• [Text provided]
________________
Many phenomena in the life sciences, ranging from the microscopic to macroscopic level, exhibit surprisingly similar structures. Behaviour at the microscopic level, including ion channel transport, chemotaxis, and angiogenesis, and behaviour at the macroscopic level, including herding of animal populations, motion of human crowds, and bacteria orientation, are both largely driven by long-range attractive forces, due to electrical, chemical or social interactions, and short-range repulsion, due to dissipation or finite size effects. Various modelling approaches at the agent-based level, from cellular automata to Brownian particles, have been used to describe these phenomena. An alternative way to pass from microscopic models to continuum descriptions requires the analysis of the mean-field limit, as the number of agents becomes large. All these approaches lead to a continuum kinematic equation for the evolution of the density of individuals known as the aggregation-diffusion equation. This equation models the evolution of the density of individuals of a population, that move driven by the balances of forces: on one hand, the diffusive term models diffusion of the population, where individuals escape high concentration of individuals, and on the other hand, the aggregation forces due to the drifts modelling attraction/repulsion at a distance. The aggregation-diffusion equation can also be understood as the steepest-descent curve (gradient flow) of free energies coming from statistical physics. Significant effort has been devoted to the subtle mechanism of balance between aggregation and diffusion. In some extreme cases, the minimisation of the free energy leads to partial concentration of the mass. Aggregation-diffusion equations are present in a wealth of applications across science and engineering. Of particular relevance is mathematical biology, with an emphasis on cell population models. The aggregation terms, either in scalar or in system form, is often used to model the motion of cells as they concentrate or separate from a target or interact through chemical cues. The diffusion effects described above are consistent with population pressure effects, whereby groups of cells naturally spread away from areas of high concentration. This talk will give an overview of the state of the art in the understanding of aggregation-diffusion equations, and their applications in mathematical biology.
________________
Stored entries
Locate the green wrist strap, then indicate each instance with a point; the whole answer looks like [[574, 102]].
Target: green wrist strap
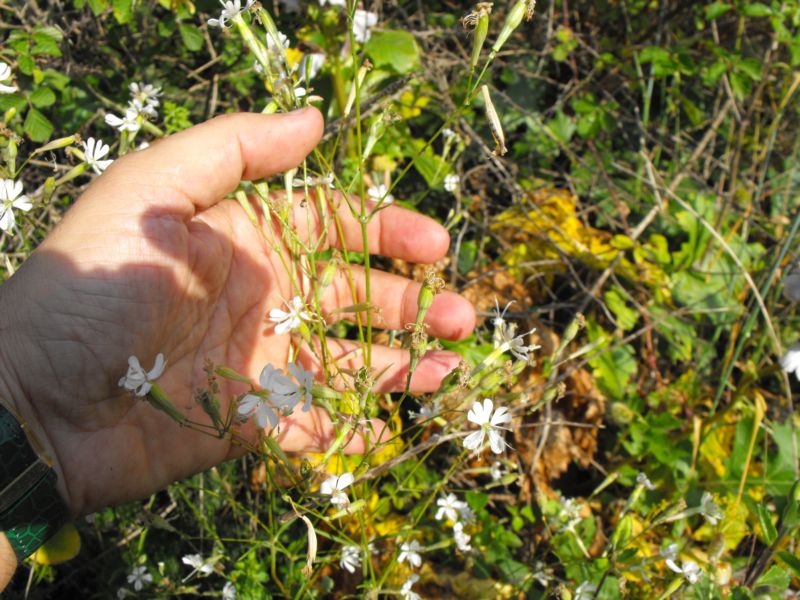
[[31, 509]]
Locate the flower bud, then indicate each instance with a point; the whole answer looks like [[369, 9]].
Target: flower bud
[[513, 20], [157, 398]]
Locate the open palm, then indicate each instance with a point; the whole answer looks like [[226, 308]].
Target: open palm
[[150, 260]]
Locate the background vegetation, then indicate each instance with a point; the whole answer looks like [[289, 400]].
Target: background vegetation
[[650, 185]]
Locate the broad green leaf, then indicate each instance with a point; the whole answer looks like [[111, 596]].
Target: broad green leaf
[[37, 126], [562, 127], [775, 578], [394, 49], [756, 9], [123, 11], [192, 36], [43, 97], [716, 9]]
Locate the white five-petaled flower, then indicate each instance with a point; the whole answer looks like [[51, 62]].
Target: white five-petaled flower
[[129, 122], [139, 577], [198, 564], [380, 192], [94, 151], [489, 421], [462, 539], [279, 394], [5, 75], [139, 382], [11, 197], [585, 591], [287, 321], [644, 480], [451, 182], [230, 8], [409, 551], [305, 381], [406, 593], [351, 558], [449, 507], [334, 487], [790, 362], [515, 344], [710, 509], [363, 22], [229, 591], [689, 569]]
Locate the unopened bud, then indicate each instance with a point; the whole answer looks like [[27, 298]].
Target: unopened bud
[[514, 18], [59, 143], [157, 398]]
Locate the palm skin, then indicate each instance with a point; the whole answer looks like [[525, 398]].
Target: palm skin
[[149, 260]]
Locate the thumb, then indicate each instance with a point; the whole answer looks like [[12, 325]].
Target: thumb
[[192, 170]]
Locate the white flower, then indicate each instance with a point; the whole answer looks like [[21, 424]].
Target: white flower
[[642, 479], [791, 361], [305, 379], [710, 510], [481, 415], [198, 564], [230, 9], [430, 411], [585, 591], [448, 507], [148, 110], [229, 591], [451, 182], [287, 321], [145, 93], [273, 46], [689, 569], [377, 192], [130, 122], [363, 22], [406, 593], [334, 487], [136, 380], [670, 552], [11, 197], [409, 551], [311, 64], [93, 153], [5, 75], [139, 578], [515, 344], [351, 558], [462, 539]]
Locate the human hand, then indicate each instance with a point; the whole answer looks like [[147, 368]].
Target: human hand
[[152, 259]]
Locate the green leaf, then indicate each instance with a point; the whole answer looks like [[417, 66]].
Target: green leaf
[[192, 36], [756, 9], [123, 11], [37, 126], [98, 6], [562, 127], [394, 49], [43, 97], [626, 316], [774, 578], [8, 101], [716, 9]]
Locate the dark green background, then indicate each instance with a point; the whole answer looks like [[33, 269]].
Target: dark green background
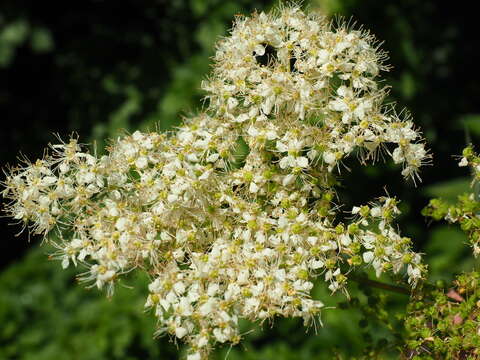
[[99, 67]]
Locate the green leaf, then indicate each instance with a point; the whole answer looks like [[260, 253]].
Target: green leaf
[[448, 190]]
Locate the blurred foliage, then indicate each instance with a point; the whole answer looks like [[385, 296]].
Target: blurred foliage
[[446, 325], [99, 68]]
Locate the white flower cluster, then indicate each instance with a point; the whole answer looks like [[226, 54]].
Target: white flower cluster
[[233, 215]]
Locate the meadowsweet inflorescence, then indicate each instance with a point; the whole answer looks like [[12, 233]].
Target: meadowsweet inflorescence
[[227, 233]]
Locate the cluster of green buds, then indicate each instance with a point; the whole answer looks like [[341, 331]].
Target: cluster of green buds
[[466, 210], [227, 233]]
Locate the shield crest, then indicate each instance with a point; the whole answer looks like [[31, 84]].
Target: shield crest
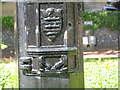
[[51, 22]]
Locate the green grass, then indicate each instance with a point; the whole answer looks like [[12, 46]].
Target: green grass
[[101, 73], [98, 73]]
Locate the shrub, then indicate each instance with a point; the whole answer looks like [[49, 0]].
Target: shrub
[[101, 19], [7, 21]]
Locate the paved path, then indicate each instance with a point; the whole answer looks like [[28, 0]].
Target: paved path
[[102, 54]]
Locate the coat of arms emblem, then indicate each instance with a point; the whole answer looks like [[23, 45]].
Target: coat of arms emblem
[[51, 22]]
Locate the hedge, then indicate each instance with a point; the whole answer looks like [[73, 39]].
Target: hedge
[[7, 22], [102, 19]]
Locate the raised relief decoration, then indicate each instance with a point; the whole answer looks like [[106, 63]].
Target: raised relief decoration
[[51, 22]]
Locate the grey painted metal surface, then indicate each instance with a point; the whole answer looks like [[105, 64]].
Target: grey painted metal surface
[[50, 45]]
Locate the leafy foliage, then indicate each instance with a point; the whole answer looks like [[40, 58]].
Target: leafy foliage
[[2, 45], [8, 75], [101, 19], [101, 73], [7, 21]]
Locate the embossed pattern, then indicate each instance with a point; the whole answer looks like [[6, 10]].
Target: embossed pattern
[[51, 22]]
________________
• [Tasks to carry out]
A - From the text on aggregation-diffusion equations, list every behavior it gives as an example at the microscopic and macroscopic levels.
B - Pick up the text on aggregation-diffusion equations after its last sentence and continue it.

• [Your responses]
A -
Microscopic level:
- ion channel transport
- chemotaxis
- angiogenesis

Macroscopic level:
- herding of animal populations
- motion of human crowds
- bacteria orientation

B -
**Biography**

José A. Carrillo is a Professor at the University of Oxford's Mathematical Institute and a Tutorial Fellow at The Queen’s College. Previously, he held the Chair in Applied and Numerical Analysis at Imperial College London. Prof. Carrillo is a leading Spanish mathematician, renowned for his significant contributions to applied partial differential equations, numerical analysis, many-particle systems, and kinetic theory. He was elected a Fellow of the European Academy of Sciences in 2018, SIAM Fellow in 2019, IMA Fellow, Foreign Member of the Royal Academy of Sciences of Spain in 2021, and a member of the Academia Europaea in 2023. He has been frequently recognized as a Highly Cited Researcher, and he has received numerous accolades, including the 2022 Echegaray Medal, the highest scientific honor awarded by the Royal Spanish Academy of Sciences. He has been a plenary speaker at numerous conferences, including ICIAM in 2023.